--- Start of RAW DATA ---
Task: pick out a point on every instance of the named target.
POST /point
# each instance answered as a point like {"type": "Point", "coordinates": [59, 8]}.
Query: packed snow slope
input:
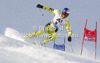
{"type": "Point", "coordinates": [15, 50]}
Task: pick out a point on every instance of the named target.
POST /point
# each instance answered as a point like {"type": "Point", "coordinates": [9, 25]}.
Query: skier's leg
{"type": "Point", "coordinates": [52, 37]}
{"type": "Point", "coordinates": [31, 35]}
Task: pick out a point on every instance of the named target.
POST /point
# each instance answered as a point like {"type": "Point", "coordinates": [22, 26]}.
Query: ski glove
{"type": "Point", "coordinates": [39, 6]}
{"type": "Point", "coordinates": [69, 39]}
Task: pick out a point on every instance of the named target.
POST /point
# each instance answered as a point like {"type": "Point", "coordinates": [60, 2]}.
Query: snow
{"type": "Point", "coordinates": [23, 16]}
{"type": "Point", "coordinates": [13, 50]}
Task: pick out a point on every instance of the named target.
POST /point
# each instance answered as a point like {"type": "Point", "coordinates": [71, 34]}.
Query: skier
{"type": "Point", "coordinates": [52, 27]}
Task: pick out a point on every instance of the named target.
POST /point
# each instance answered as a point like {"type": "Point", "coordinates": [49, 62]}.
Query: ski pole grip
{"type": "Point", "coordinates": [39, 6]}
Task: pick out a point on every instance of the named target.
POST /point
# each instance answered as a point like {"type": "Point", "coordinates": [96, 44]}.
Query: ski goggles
{"type": "Point", "coordinates": [65, 14]}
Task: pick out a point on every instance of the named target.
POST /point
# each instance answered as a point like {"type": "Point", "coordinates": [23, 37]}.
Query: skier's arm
{"type": "Point", "coordinates": [68, 25]}
{"type": "Point", "coordinates": [48, 8]}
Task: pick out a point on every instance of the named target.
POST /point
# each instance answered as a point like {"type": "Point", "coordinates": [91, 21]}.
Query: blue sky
{"type": "Point", "coordinates": [22, 15]}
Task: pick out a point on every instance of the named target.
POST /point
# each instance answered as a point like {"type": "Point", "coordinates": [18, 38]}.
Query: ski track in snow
{"type": "Point", "coordinates": [15, 50]}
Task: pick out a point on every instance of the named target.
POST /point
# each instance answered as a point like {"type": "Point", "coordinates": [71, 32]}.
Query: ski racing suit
{"type": "Point", "coordinates": [52, 27]}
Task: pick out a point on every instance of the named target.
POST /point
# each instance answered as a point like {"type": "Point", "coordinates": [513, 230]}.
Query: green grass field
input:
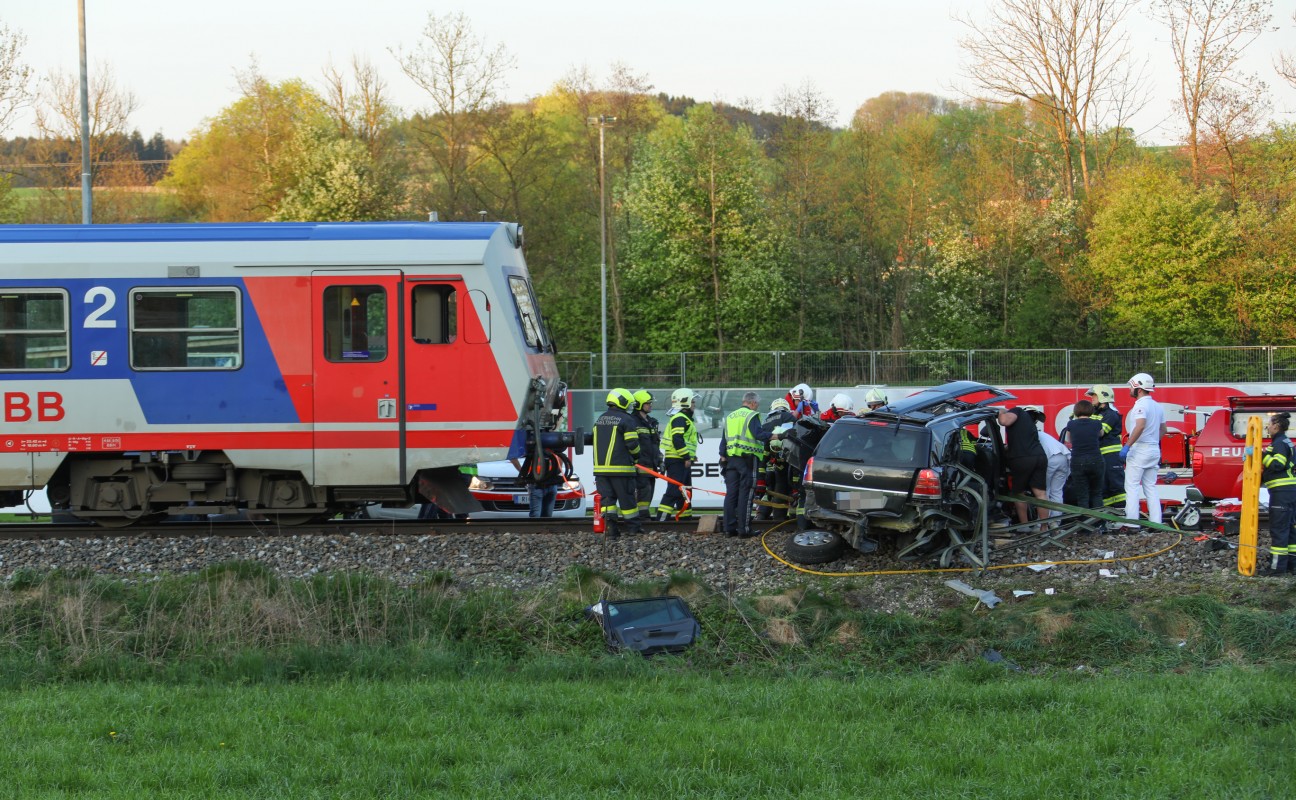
--- End of RAW DATA ---
- [GOAL]:
Pick out and copy each line of the material above in which the word "snow" appears.

- [FULL OUTPUT]:
Query: packed snow slope
Query: snow
Query: ski track in snow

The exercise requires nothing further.